START Entries shown

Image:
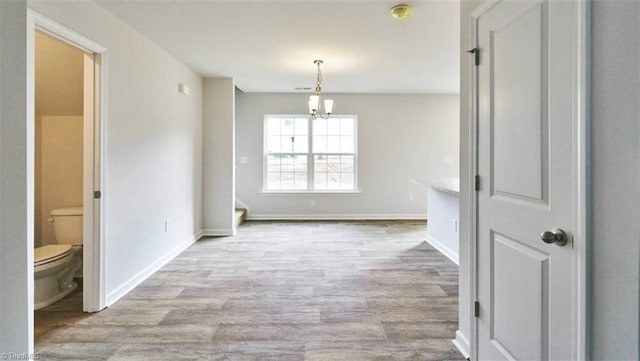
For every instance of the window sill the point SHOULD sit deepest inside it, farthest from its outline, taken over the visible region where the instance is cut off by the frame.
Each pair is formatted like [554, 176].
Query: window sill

END Entries shown
START Entries shown

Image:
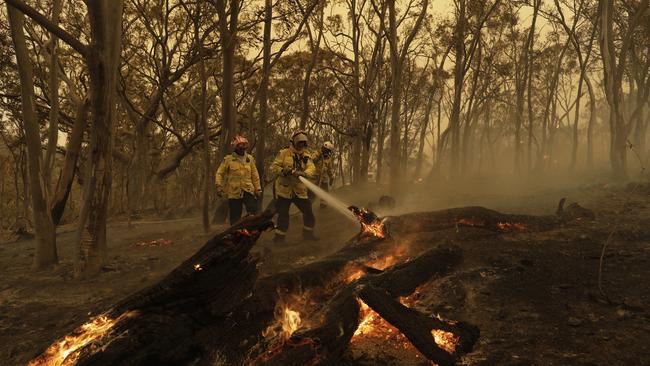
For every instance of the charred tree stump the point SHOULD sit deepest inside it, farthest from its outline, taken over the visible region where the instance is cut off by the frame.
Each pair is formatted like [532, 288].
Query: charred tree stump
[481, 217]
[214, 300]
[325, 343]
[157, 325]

END Entries shown

## Problem to work on
From the records above, pull every line that carries the word "Each".

## Answer space
Each pair is formatted like [554, 176].
Each pair is formatted like [532, 288].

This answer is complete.